**Challenge 1**
List every line in the records that contains the word "leaf". Case counts.

Thursday, January 25

Education

Our formal education begins very early and can continue for a long time. They (a rather nebulous concept that includes parents or other caregivers and the government) get their hooks into us early with pre-school and kindergarten, and the process does not often end until a decade has past and increasingly goes on even longer. Why? To turn us into productive members of society, responsible, socialized adults ready to enter into a skilled profession. What follows are personal reflections on the attainment of this goal.

When I was in my junior year of high school and talk about figuring out what I wanted to do after graduating began to circulate (I always knew I was going to college), I hated the very idea of community colleges and three-year programs. There is far more to education than getting a job and beginning to make money. A person should have a developed appreciation for music alongside their understanding of accounting or geology. Besides, a weak worker is one who understands only their own trade and not the context in which it exists. Intersections between diverse fields are common. Engineering and art? English and history? Yeah, there is an entire world outside every individual field and to better understand that field, you need to understand the world. I knew I wanted to go to a liberal arts school and be forced to take classes that I would never normally take because there is a big world out there, and journalism offers only a solitary perspective on it.

**Challenge 2**
Continue the piece on education above, starting right after its last sentence.

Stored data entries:
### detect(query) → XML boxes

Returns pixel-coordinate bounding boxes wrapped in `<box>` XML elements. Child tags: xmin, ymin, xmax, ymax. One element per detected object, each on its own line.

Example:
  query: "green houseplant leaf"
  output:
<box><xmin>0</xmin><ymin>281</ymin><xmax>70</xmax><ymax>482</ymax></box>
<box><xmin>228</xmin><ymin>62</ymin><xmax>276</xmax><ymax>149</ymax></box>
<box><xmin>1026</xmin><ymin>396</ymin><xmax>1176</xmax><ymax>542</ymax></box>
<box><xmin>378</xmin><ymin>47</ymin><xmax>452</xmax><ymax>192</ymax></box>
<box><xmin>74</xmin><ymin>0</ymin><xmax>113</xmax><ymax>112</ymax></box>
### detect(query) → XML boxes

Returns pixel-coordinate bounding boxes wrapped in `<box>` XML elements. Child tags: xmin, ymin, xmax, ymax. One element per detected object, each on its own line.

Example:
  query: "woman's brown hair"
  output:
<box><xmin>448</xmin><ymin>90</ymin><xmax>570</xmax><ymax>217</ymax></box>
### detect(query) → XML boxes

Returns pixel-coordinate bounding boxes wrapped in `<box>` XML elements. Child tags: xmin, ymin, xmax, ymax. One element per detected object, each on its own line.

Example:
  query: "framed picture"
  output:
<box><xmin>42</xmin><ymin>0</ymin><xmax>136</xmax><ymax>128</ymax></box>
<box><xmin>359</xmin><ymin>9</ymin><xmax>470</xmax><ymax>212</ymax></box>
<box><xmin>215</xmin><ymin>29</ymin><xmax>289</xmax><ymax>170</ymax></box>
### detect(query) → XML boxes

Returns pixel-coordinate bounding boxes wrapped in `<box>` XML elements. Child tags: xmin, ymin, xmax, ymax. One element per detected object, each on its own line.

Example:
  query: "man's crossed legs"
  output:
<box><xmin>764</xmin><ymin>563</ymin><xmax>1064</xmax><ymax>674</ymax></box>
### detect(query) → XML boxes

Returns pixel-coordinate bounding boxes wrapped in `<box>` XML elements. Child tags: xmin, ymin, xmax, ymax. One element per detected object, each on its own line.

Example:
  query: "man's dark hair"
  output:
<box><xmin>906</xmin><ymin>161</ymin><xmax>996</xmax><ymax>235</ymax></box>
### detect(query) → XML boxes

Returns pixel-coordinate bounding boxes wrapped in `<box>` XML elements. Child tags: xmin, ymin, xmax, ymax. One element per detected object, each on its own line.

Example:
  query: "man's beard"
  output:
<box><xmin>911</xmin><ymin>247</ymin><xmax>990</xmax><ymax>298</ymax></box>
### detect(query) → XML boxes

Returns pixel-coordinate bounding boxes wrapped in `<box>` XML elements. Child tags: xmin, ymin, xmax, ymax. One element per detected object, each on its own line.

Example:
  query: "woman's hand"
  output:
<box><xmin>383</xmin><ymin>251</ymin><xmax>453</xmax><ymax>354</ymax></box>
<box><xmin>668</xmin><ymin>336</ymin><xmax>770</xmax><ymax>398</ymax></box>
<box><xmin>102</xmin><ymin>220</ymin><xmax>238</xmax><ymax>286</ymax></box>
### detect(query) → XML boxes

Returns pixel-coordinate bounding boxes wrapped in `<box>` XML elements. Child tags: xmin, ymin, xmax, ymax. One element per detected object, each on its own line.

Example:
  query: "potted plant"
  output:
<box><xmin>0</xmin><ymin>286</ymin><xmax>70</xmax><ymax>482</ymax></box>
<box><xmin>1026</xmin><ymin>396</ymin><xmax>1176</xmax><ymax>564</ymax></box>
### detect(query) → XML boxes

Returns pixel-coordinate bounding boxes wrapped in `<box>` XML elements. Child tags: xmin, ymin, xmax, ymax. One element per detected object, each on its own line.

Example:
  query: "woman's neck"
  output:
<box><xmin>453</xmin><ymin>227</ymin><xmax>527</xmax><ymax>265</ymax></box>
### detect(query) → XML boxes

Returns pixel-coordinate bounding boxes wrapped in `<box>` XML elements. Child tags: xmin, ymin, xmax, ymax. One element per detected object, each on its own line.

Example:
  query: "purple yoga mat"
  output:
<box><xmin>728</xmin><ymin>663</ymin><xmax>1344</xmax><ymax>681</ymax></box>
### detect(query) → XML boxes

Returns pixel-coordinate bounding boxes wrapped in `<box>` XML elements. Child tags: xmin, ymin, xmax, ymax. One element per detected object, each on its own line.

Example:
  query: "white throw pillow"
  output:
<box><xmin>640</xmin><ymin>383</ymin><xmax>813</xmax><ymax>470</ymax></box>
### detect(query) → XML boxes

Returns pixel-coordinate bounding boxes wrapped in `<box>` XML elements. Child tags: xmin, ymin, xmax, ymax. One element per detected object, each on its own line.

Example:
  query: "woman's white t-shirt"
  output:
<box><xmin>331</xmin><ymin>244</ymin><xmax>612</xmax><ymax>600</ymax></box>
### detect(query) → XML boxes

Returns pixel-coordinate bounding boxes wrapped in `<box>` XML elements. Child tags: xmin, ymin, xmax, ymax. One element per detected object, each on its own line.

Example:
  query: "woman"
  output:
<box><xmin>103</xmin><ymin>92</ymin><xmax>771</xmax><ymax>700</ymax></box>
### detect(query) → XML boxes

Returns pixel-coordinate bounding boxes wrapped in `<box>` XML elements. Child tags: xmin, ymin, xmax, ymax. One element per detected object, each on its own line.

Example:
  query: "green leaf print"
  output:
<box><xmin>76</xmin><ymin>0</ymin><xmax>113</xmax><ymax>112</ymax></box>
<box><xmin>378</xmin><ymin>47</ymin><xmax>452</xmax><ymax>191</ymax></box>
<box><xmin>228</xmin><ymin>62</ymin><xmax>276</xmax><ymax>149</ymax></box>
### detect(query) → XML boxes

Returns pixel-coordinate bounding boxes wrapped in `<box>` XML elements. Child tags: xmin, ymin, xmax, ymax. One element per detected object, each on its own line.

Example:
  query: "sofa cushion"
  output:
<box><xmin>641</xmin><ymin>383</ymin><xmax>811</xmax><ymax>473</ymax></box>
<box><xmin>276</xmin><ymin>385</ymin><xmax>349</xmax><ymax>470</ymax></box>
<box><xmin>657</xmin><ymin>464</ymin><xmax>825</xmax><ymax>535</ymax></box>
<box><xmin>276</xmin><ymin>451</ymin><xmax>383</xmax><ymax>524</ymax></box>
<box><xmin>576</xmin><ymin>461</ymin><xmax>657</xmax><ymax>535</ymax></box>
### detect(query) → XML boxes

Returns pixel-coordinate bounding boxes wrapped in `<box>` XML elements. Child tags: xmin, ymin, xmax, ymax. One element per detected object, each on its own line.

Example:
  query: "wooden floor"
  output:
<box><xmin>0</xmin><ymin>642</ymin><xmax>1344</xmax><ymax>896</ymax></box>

**Task answer 1**
  query: "green houseplant leaf"
  query: "green leaf print"

**Task answer 2**
Now I am at that liberal arts college, and my thoughts swing more in the other direction. Some friends were recently discussing their plans for grad school and dismissed their current undergraduate education as the opportunity to study what they enjoy. Four years of learning amounted to nothing more than a stepping stone to their real education for them. A great deal of money is going into this necessary passage, and an opportunity to postpone taking responsibility and become a producer and not merely a consumer is extended.

Freak, I am 19-years-old, a physically mature male and in good health. In most any other nation today or at any other time in history, I could very well have been working a farm, supporting not only myself but a family, likely including my parents, or be in the army or something. My peers are planning on extending the lack of true resonsibility for a few more years. This is unacceptable. Besides, what's stopping them from learnign law now. Are their capacities for understanding and memory going to increase that much more between their sophomore year of college and entrance into graduate school?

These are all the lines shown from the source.